List every line in the rows below that contains the string "pickup", and copy each such line in full. Treat the match as case-sensitive.

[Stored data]
+ + + + +

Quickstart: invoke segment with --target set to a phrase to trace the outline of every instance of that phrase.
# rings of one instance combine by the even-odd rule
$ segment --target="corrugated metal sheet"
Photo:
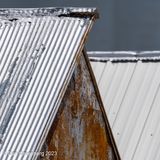
[[[0,159],[36,159],[95,9],[0,10]]]
[[[160,52],[132,53],[89,55],[121,158],[159,160]]]
[[[42,160],[120,160],[88,65],[81,56],[42,150],[57,154]]]

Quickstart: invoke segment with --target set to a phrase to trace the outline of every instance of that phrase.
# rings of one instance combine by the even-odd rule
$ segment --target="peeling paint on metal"
[[[84,57],[76,67],[45,145],[50,160],[115,160]]]
[[[0,9],[1,160],[37,158],[27,153],[45,141],[94,16],[93,8]]]

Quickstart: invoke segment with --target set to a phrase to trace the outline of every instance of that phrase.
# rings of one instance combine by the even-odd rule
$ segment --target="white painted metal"
[[[0,9],[1,160],[37,158],[94,11]]]
[[[141,53],[89,53],[122,160],[160,157],[160,52]]]

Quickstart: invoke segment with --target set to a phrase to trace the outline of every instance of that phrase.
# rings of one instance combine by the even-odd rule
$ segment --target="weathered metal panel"
[[[159,160],[160,52],[89,53],[123,160]]]
[[[95,9],[0,9],[0,159],[36,159]]]
[[[107,129],[89,69],[81,57],[42,152],[50,153],[50,160],[115,160]],[[41,159],[47,158],[42,155]]]

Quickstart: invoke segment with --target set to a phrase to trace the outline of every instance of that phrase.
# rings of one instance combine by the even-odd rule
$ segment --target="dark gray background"
[[[160,50],[159,0],[0,0],[0,7],[97,7],[87,49]]]

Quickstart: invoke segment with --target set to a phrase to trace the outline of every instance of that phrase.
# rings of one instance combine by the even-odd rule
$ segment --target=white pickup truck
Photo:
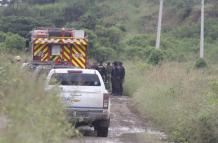
[[[60,88],[67,117],[76,126],[90,125],[97,136],[107,137],[110,125],[110,95],[100,73],[92,69],[52,69],[46,88]]]

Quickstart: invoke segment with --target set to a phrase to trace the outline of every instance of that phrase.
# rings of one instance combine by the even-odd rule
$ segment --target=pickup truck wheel
[[[108,136],[108,127],[99,127],[97,129],[98,137],[107,137]]]

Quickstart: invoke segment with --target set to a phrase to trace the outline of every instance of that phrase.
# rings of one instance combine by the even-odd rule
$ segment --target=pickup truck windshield
[[[98,75],[83,73],[55,73],[52,75],[49,84],[64,86],[101,86]]]

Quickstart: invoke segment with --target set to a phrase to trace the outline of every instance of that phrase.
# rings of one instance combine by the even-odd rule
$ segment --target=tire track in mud
[[[155,136],[158,141],[166,138],[163,132],[152,130],[143,119],[137,116],[128,106],[131,104],[129,97],[111,98],[111,124],[107,138],[96,137],[96,133],[90,127],[82,127],[79,130],[84,134],[81,139],[69,140],[67,143],[150,143],[146,135]]]

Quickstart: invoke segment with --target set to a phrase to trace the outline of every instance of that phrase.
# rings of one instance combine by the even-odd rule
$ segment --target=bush
[[[198,59],[196,61],[195,67],[198,68],[198,69],[199,68],[205,68],[205,67],[207,67],[207,62],[204,59],[200,58],[200,59]]]
[[[126,68],[130,79],[125,92],[131,92],[138,111],[161,127],[170,142],[218,142],[216,71],[187,72],[188,67],[178,63],[143,70],[134,63]]]
[[[0,115],[8,124],[0,141],[5,143],[61,143],[76,135],[67,123],[56,92],[45,92],[44,81],[21,70],[11,57],[0,57]]]
[[[148,63],[152,65],[160,64],[163,61],[163,52],[159,49],[152,49],[148,57]]]

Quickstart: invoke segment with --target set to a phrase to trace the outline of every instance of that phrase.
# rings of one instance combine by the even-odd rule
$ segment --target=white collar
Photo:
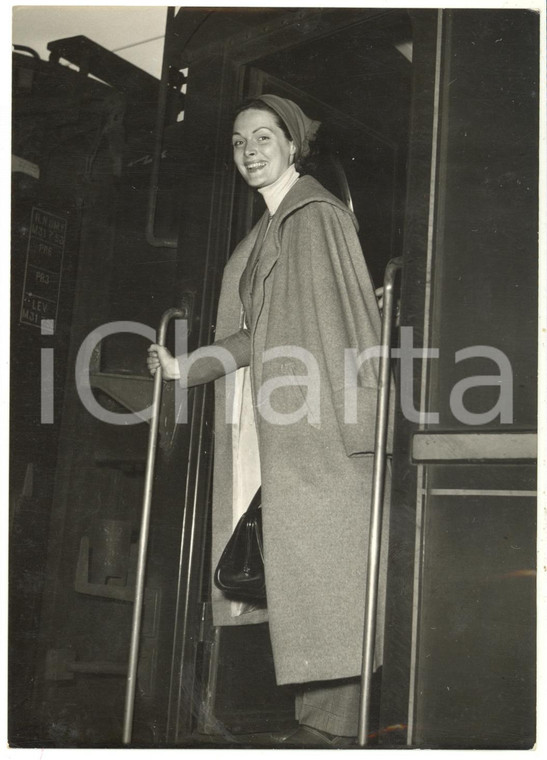
[[[279,208],[279,204],[299,177],[300,174],[294,168],[294,164],[291,164],[275,182],[266,187],[259,188],[258,192],[266,201],[270,216],[275,214]]]

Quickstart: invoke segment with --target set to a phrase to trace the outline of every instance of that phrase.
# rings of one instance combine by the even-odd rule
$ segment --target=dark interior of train
[[[162,314],[173,306],[182,308],[188,317],[190,348],[214,338],[222,269],[235,244],[263,210],[262,200],[235,176],[231,165],[225,136],[234,107],[245,97],[269,92],[292,98],[323,122],[322,147],[328,161],[318,178],[352,204],[376,286],[382,284],[389,260],[403,255],[408,260],[401,286],[402,318],[415,325],[419,334],[424,308],[429,308],[423,305],[427,278],[421,257],[427,249],[432,140],[440,140],[441,169],[435,181],[440,186],[437,197],[445,204],[439,201],[441,210],[435,217],[438,250],[450,250],[449,243],[443,248],[443,235],[449,222],[458,217],[456,207],[450,216],[450,196],[442,185],[450,184],[452,166],[446,141],[452,139],[451,129],[458,135],[465,129],[469,134],[473,130],[483,134],[480,129],[492,134],[491,124],[504,114],[507,135],[519,129],[526,138],[514,159],[519,182],[526,175],[528,187],[534,188],[537,125],[531,90],[537,77],[536,22],[528,14],[519,18],[511,13],[496,14],[482,12],[474,18],[465,13],[448,14],[439,31],[442,12],[438,11],[171,9],[161,82],[105,51],[85,36],[85,30],[80,37],[52,40],[49,61],[40,60],[32,51],[15,50],[13,153],[21,162],[14,171],[12,187],[11,746],[121,746],[149,427],[144,410],[151,403],[153,386],[146,368],[146,348]],[[484,114],[478,113],[477,107],[477,124],[482,119],[479,129],[473,122],[475,114],[458,108],[469,102],[480,55],[486,59],[492,54],[500,34],[509,40],[512,54],[511,40],[520,46],[518,74],[514,67],[508,69],[513,71],[513,95],[520,111],[514,108],[508,113],[508,96],[500,94],[501,100],[496,100],[498,95],[493,95]],[[477,43],[475,48],[470,47],[470,40]],[[461,53],[460,58],[454,51]],[[465,56],[469,62],[462,76],[456,67]],[[435,68],[440,59],[444,70],[439,69],[440,64]],[[79,70],[63,65],[66,61]],[[450,76],[460,77],[462,88],[468,73],[461,93],[450,90],[447,61],[455,71]],[[511,61],[500,59],[499,65],[510,67]],[[484,77],[490,77],[492,92],[503,92],[494,73],[487,69]],[[451,97],[454,100],[449,102]],[[433,130],[432,137],[430,125],[439,108],[441,122],[438,134]],[[509,183],[511,191],[523,192],[520,184],[515,186],[517,174],[512,165],[502,166],[504,161],[511,163],[508,155],[506,146],[500,147],[499,153],[492,148],[492,176],[501,176],[500,181]],[[497,166],[496,156],[501,162]],[[458,160],[464,161],[455,162]],[[33,167],[39,167],[39,173]],[[490,204],[488,209],[496,208],[492,212],[495,219],[491,219],[500,232],[496,241],[484,243],[483,250],[497,245],[500,238],[502,247],[509,250],[518,235],[519,250],[524,251],[518,271],[514,262],[504,263],[508,259],[499,266],[503,277],[517,283],[511,294],[519,286],[521,295],[527,294],[526,308],[518,302],[520,322],[517,326],[513,322],[514,350],[522,367],[515,382],[520,399],[516,422],[520,432],[533,433],[533,190],[519,206],[524,209],[517,222],[520,226],[509,234],[502,227],[502,217],[521,196],[517,201],[509,195],[500,200],[493,187],[485,187],[480,199]],[[464,195],[466,192],[462,190]],[[458,203],[461,209],[461,201]],[[481,208],[484,213],[487,206]],[[57,237],[49,248],[47,269],[40,241],[48,235],[51,241],[53,229]],[[470,234],[466,246],[471,239]],[[527,243],[522,242],[525,239]],[[461,277],[457,267],[450,269],[454,260],[447,253],[442,265],[457,281]],[[488,264],[490,271],[492,266]],[[435,272],[439,274],[431,296],[433,333],[438,337],[442,329],[448,336],[447,345],[452,345],[451,340],[458,345],[455,322],[447,324],[439,317],[452,312],[442,312],[439,305],[443,282],[446,284],[440,264]],[[517,305],[507,298],[496,300],[494,291],[489,293],[494,314]],[[450,310],[450,294],[444,304]],[[479,320],[478,301],[470,296],[467,306],[462,319]],[[456,299],[452,308],[457,320]],[[503,320],[503,315],[500,318]],[[44,320],[53,320],[48,322],[49,328]],[[140,334],[128,327],[129,322],[142,325]],[[85,372],[82,346],[92,331],[110,323],[118,323],[111,334],[87,341],[90,390],[84,403],[74,383],[75,371]],[[171,345],[172,328],[167,339]],[[523,356],[523,343],[529,349],[528,358]],[[511,350],[505,346],[508,355]],[[51,367],[49,375],[46,366]],[[50,383],[47,387],[45,374]],[[448,374],[433,377],[428,392],[441,407],[443,429],[450,432],[457,431],[458,424],[449,418],[446,404],[443,406],[442,384],[449,379]],[[92,413],[93,404],[112,415],[124,415],[124,420],[128,413],[136,417],[131,424],[111,424],[104,415],[100,419]],[[173,390],[165,386],[132,745],[275,747],[295,727],[295,720],[291,687],[275,683],[267,624],[220,628],[213,626],[211,619],[212,389],[203,386],[190,391],[187,424],[173,422],[175,406]],[[139,424],[133,424],[135,421]],[[492,424],[483,427],[491,432]],[[398,430],[400,460],[394,462],[394,478],[398,478],[394,499],[399,502],[394,502],[393,508],[399,504],[402,517],[394,530],[402,535],[416,514],[417,490],[415,469],[408,474],[415,468],[409,455],[409,426],[401,422]],[[523,547],[518,568],[529,568],[532,573],[533,461],[519,455],[518,461],[508,466],[496,460],[498,469],[496,462],[490,464],[488,473],[493,475],[483,478],[479,464],[470,457],[464,459],[460,465],[467,464],[468,480],[475,478],[479,491],[504,488],[513,496],[519,489],[528,494],[513,498],[513,512],[512,497],[508,497],[491,519],[503,519],[504,510],[513,515],[508,517],[506,533],[510,543]],[[433,469],[437,466],[431,473],[441,489],[436,497],[442,500],[447,498],[441,493],[443,488],[461,485],[458,478],[443,479],[438,464],[431,465]],[[505,485],[500,485],[503,482]],[[479,498],[476,493],[474,498]],[[424,520],[431,527],[430,542],[437,542],[427,544],[432,553],[424,555],[424,578],[429,583],[421,597],[424,620],[430,620],[427,615],[436,604],[426,571],[442,572],[439,547],[447,552],[454,549],[450,544],[447,548],[444,529],[435,523],[439,510],[426,513],[428,520],[432,515],[432,522]],[[490,513],[485,510],[483,514]],[[451,535],[456,535],[460,528],[451,521],[457,516],[447,510],[445,519],[454,531]],[[484,520],[484,532],[477,534],[477,552],[484,536],[491,533]],[[503,641],[500,638],[496,650],[494,671],[507,667],[507,672],[513,673],[502,690],[498,675],[491,691],[486,686],[486,692],[481,692],[478,683],[482,671],[477,670],[477,662],[484,663],[486,641],[481,639],[475,654],[462,655],[466,661],[471,658],[471,672],[477,679],[470,696],[464,687],[470,683],[470,674],[460,660],[444,662],[447,655],[442,639],[427,639],[437,662],[431,670],[428,654],[420,650],[418,658],[413,650],[411,656],[407,652],[411,644],[397,639],[397,631],[401,636],[408,632],[410,641],[415,636],[411,628],[415,632],[418,625],[416,618],[409,622],[412,584],[417,583],[413,576],[415,528],[408,536],[401,535],[392,535],[391,589],[392,599],[403,595],[407,601],[399,610],[392,601],[391,638],[386,644],[392,664],[386,662],[384,672],[376,673],[373,680],[370,741],[387,747],[530,746],[535,730],[533,573],[519,579],[512,576],[508,581],[511,588],[508,591],[504,586],[503,593],[490,586],[488,604],[484,589],[477,592],[477,598],[491,607],[496,636],[501,636],[499,626],[504,625],[507,605],[521,611],[521,622],[513,621],[511,632]],[[507,544],[499,538],[495,541],[495,546],[486,548],[492,557],[497,557],[498,551],[503,554]],[[515,569],[504,563],[505,559],[493,562],[497,573]],[[454,561],[454,566],[457,564]],[[474,593],[473,583],[465,588],[466,594]],[[455,594],[456,607],[461,608],[462,598]],[[470,642],[480,639],[477,630],[484,635],[490,628],[471,612],[469,621],[462,623],[462,631],[465,628],[469,633],[466,646],[472,648]],[[509,651],[512,659],[502,665]],[[408,660],[408,668],[399,664],[399,656],[401,662]],[[422,667],[419,672],[417,663]],[[450,692],[455,702],[450,703],[439,675],[447,672],[457,682]],[[491,671],[485,673],[483,681],[487,683]],[[410,708],[405,702],[409,689],[416,690]],[[433,726],[433,721],[429,724],[424,719],[426,708],[419,695],[425,695],[429,706],[440,704],[438,689],[446,692],[442,695],[445,701],[442,711],[439,708],[435,713]],[[487,710],[481,697],[484,693],[497,695],[497,707]],[[469,710],[475,705],[482,707],[476,707],[473,716]],[[508,705],[513,715],[510,719]],[[490,726],[487,731],[481,728],[485,723]],[[465,730],[469,727],[470,733]]]

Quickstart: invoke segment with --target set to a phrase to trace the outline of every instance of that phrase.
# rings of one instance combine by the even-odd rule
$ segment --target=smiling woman
[[[256,189],[275,182],[294,161],[296,146],[268,110],[242,111],[234,123],[234,161],[248,185]]]
[[[213,589],[213,620],[268,620],[277,684],[296,690],[300,727],[289,743],[333,747],[357,734],[369,523],[363,505],[370,503],[378,386],[378,362],[366,362],[358,413],[348,424],[344,352],[379,343],[380,314],[355,216],[300,174],[318,127],[276,95],[236,111],[234,161],[266,210],[225,269],[213,346],[177,358],[154,344],[148,366],[154,374],[161,364],[164,379],[191,387],[219,379],[220,349],[231,358],[225,373],[242,370],[235,394],[217,385],[212,560],[215,566],[234,516],[261,485],[267,610],[234,607]],[[317,368],[320,415],[297,387],[307,358]],[[270,406],[264,393],[274,386]],[[376,654],[379,664],[380,642]]]

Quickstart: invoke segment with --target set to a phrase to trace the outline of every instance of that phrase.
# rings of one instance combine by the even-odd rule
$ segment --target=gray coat
[[[226,267],[216,343],[238,366],[250,366],[268,610],[231,617],[215,589],[214,621],[261,622],[267,614],[279,684],[355,676],[362,661],[378,362],[364,361],[354,382],[345,361],[346,349],[360,354],[379,344],[380,314],[355,217],[315,179],[301,177],[290,189],[257,255],[266,219]],[[249,329],[240,329],[241,304]],[[308,385],[312,371],[319,381]],[[224,380],[216,383],[215,399],[213,566],[232,531]],[[381,634],[383,593],[380,598]]]

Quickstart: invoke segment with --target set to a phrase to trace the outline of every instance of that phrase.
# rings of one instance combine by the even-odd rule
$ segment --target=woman
[[[354,215],[298,171],[318,126],[274,95],[235,118],[235,164],[266,210],[223,280],[214,347],[221,358],[229,352],[232,368],[248,369],[232,394],[235,424],[226,424],[217,391],[213,512],[230,478],[235,501],[247,494],[245,506],[261,483],[276,678],[299,685],[300,728],[288,741],[339,746],[357,734],[378,374],[363,352],[380,342],[380,315]],[[182,376],[188,387],[227,371],[207,349],[176,358],[154,344],[152,374],[160,364],[165,379]],[[254,429],[258,457],[241,445]],[[256,478],[245,456],[251,470],[259,464]],[[229,511],[213,524],[213,562],[242,508]],[[264,610],[241,612],[232,605],[237,622],[265,619]]]

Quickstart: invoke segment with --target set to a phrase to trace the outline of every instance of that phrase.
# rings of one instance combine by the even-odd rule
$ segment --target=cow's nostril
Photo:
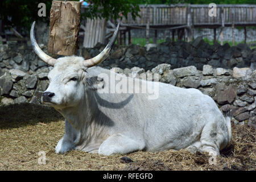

+ + + + +

Problem solution:
$ segment --target=white pickup truck
$ segment --target=pickup truck wheel
$ segment --target=pickup truck windshield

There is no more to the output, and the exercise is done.